Try it
Where a line of the following data contains the string "white", include it in the tally. Report the total alone.
◇ ◇ ◇ ◇ ◇
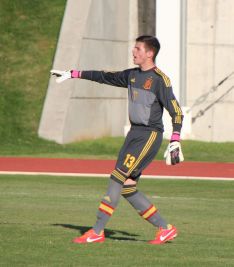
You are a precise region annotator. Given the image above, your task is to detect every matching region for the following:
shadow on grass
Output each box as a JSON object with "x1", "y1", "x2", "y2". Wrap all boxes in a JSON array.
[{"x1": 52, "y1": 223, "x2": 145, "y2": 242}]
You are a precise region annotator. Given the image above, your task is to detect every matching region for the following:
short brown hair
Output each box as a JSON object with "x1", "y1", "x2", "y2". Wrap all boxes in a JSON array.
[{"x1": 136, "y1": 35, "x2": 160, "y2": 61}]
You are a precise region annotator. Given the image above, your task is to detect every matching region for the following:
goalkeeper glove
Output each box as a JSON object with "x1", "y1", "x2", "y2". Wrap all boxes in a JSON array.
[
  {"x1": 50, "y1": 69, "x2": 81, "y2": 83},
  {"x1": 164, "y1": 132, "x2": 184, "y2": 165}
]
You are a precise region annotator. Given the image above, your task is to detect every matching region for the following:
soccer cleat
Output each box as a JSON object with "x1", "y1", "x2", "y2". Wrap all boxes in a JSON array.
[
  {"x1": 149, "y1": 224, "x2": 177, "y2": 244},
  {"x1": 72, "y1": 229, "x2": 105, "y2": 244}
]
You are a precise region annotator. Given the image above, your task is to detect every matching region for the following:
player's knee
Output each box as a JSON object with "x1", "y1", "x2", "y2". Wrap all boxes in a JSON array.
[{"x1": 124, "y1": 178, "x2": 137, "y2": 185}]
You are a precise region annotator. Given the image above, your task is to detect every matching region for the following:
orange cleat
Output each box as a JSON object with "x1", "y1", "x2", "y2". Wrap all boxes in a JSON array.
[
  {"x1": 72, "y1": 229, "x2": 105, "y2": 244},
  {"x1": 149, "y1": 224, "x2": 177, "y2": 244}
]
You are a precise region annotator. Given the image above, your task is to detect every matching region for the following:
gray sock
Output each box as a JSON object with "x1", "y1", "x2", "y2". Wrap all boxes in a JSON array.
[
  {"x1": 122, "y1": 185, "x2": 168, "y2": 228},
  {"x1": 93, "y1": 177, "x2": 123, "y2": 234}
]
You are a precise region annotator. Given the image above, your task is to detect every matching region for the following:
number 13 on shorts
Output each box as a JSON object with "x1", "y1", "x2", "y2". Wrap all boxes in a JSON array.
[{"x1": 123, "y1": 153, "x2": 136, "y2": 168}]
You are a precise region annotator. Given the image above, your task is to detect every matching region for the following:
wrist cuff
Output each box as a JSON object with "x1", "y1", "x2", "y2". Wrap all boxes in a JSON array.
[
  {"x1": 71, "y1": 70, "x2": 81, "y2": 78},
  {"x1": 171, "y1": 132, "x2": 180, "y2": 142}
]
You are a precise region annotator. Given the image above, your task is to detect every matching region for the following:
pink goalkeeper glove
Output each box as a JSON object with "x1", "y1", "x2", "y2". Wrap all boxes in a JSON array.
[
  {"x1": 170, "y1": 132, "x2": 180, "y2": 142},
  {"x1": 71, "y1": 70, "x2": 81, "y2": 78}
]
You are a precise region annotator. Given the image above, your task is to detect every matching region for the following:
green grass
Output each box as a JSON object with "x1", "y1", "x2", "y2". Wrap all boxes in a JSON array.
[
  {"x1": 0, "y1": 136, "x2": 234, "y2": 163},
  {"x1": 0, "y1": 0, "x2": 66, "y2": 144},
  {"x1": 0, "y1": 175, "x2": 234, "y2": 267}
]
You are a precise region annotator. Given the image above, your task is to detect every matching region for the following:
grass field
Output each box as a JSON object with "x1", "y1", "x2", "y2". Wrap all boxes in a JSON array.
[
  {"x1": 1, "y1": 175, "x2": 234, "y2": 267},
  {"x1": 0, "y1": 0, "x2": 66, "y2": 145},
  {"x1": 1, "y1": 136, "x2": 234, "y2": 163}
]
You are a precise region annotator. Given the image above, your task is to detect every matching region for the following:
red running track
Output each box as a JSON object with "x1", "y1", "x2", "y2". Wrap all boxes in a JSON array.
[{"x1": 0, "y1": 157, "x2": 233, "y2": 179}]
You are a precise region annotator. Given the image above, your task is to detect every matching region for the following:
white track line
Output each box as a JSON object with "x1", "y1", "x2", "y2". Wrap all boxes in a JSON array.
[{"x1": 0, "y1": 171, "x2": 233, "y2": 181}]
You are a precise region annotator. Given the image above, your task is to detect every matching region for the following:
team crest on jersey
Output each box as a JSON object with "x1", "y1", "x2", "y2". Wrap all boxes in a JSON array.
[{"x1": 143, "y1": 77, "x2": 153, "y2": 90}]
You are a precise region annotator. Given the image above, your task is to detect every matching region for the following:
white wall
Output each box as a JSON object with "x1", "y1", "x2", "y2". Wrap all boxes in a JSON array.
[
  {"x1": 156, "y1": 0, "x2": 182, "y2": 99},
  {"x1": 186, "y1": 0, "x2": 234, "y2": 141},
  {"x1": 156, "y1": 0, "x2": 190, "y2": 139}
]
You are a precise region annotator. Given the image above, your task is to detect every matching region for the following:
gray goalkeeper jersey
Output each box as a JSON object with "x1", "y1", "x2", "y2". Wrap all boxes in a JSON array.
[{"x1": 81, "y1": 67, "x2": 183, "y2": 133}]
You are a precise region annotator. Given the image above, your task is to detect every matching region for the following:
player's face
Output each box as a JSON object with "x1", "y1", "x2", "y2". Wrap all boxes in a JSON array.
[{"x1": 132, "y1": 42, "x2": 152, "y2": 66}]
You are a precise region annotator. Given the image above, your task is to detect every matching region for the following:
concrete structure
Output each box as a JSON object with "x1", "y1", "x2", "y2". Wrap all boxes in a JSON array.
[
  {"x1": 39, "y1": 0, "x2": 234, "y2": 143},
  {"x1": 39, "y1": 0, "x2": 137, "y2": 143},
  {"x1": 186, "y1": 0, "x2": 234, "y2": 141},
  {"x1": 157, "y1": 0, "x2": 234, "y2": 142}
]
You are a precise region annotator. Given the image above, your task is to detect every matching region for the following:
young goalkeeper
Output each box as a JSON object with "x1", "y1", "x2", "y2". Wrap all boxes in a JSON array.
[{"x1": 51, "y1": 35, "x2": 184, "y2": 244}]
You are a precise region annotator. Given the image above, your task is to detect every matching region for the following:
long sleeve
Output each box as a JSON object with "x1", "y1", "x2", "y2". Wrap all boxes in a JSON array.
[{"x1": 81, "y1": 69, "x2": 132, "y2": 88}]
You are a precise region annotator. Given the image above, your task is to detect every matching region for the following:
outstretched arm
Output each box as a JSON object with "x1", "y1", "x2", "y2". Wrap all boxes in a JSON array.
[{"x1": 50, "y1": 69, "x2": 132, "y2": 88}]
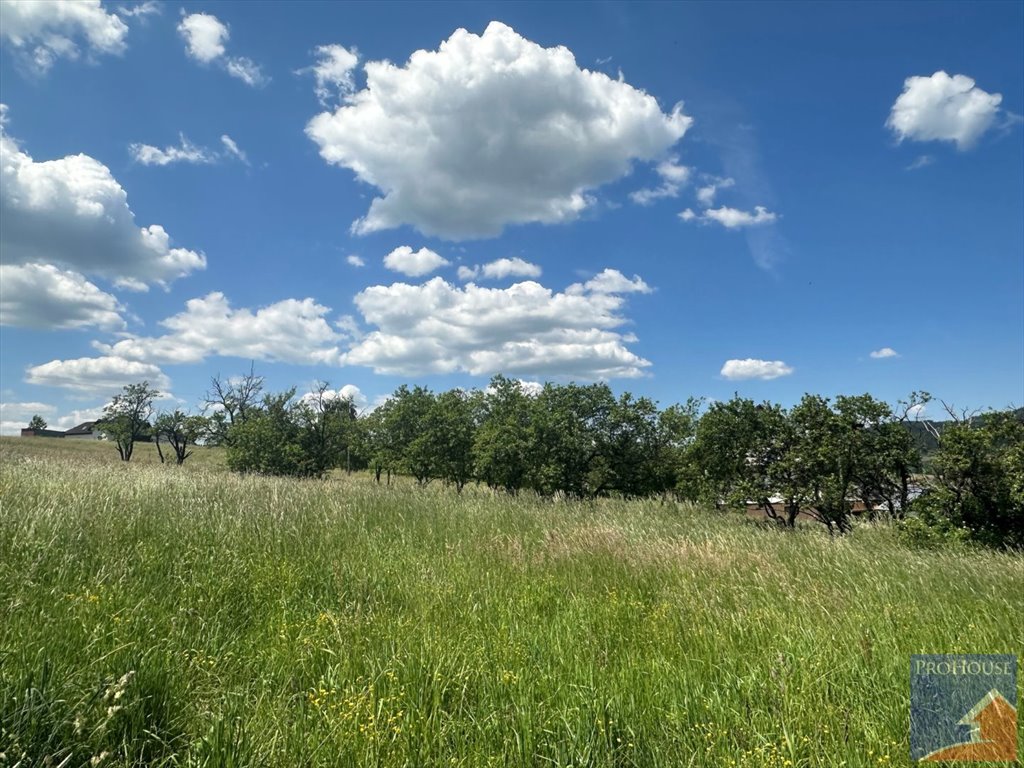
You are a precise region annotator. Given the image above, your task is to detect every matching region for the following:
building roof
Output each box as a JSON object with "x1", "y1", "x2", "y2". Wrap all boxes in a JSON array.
◇ ◇ ◇ ◇ ◇
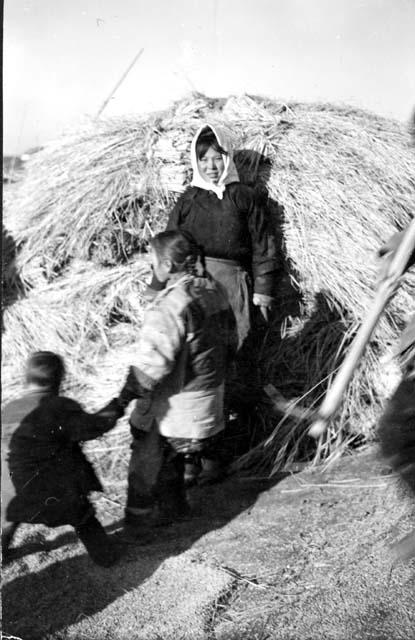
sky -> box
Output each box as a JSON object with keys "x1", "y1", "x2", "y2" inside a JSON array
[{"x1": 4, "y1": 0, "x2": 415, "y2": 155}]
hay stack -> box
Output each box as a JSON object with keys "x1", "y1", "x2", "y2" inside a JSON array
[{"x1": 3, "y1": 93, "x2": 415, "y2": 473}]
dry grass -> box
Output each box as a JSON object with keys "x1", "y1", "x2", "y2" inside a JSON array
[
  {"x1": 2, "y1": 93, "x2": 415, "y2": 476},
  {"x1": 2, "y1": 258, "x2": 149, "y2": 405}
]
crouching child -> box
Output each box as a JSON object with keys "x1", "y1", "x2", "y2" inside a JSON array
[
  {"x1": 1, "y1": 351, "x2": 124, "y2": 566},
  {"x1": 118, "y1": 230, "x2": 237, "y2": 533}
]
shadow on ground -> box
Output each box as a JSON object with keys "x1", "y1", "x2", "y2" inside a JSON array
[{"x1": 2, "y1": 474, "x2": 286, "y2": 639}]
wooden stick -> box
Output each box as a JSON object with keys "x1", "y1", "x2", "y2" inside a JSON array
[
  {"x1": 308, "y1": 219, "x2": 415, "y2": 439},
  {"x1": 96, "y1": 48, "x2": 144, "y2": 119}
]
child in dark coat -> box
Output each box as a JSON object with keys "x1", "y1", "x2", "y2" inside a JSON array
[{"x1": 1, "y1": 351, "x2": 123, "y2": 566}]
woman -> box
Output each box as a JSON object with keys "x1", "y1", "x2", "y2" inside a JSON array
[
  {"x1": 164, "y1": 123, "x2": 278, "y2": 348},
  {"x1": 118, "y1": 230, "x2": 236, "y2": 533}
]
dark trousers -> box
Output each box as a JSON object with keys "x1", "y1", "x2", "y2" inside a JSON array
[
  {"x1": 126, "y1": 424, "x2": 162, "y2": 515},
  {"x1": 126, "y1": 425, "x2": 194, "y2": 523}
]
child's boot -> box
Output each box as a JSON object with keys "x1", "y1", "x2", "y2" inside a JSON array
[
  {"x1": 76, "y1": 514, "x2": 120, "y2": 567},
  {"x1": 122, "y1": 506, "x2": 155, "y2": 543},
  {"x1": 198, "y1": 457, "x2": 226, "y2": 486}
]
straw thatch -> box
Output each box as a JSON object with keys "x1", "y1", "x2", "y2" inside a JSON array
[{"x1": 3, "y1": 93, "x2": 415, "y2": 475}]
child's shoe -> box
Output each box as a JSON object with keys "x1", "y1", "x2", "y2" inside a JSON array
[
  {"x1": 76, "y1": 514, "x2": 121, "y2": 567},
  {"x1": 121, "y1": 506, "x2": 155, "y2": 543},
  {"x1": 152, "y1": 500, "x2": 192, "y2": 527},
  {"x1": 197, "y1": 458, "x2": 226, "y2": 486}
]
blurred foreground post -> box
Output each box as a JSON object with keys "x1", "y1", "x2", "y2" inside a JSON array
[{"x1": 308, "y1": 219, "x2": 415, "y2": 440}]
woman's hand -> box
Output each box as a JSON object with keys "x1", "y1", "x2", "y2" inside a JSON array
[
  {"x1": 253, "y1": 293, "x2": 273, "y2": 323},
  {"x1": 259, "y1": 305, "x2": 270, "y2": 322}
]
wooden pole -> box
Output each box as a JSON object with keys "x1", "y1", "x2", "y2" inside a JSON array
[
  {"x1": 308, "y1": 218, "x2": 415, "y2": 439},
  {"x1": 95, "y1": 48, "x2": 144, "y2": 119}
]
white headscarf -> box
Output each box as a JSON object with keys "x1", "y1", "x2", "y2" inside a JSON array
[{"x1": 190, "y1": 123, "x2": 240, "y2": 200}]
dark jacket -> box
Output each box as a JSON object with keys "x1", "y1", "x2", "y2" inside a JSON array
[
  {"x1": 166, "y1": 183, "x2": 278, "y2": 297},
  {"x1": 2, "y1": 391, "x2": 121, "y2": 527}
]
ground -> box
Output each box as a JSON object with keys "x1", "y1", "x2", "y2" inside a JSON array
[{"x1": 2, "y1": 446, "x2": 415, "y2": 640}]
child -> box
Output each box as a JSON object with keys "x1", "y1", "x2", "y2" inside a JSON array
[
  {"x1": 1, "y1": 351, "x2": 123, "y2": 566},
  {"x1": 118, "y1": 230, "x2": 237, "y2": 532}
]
◇ ◇ ◇ ◇ ◇
Exercise response
3